**Task directions**.
Every line from the one with "Target: blurred green background" to the end of the data needs to be copied exactly, and no line before it.

**Material shown**.

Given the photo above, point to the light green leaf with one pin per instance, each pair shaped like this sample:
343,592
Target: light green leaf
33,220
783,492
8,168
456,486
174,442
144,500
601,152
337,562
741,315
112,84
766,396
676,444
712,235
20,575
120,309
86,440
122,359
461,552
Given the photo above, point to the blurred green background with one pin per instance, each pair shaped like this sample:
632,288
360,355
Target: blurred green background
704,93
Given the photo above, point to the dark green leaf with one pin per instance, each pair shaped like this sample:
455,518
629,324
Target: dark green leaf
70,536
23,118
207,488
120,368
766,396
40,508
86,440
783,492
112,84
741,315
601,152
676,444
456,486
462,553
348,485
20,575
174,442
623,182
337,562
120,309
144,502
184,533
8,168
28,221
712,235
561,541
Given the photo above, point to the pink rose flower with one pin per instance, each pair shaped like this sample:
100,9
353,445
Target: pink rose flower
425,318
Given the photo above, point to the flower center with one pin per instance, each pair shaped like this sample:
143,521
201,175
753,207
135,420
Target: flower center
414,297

**Answer for this exercise**.
Target: blurred green background
704,93
Given the photo above, point to the dark green leaf with one pin per instance, each pair shaped like this sample:
455,518
629,324
Target: dark green leaf
70,536
23,118
207,488
120,368
766,396
40,508
86,440
783,492
112,84
741,315
601,152
676,444
456,486
462,553
348,485
20,575
174,442
623,182
337,562
120,309
144,502
184,533
8,168
28,221
712,235
561,541
Given the photo above, point to the pink rose flower with one pin per instance, each pair shaped like this sample:
100,9
353,445
Target: pink rose flower
425,318
Given the photo above, point to the flower center with one pin per instance, each pair shaped like this sample:
143,521
201,175
753,207
135,420
Target: flower center
414,297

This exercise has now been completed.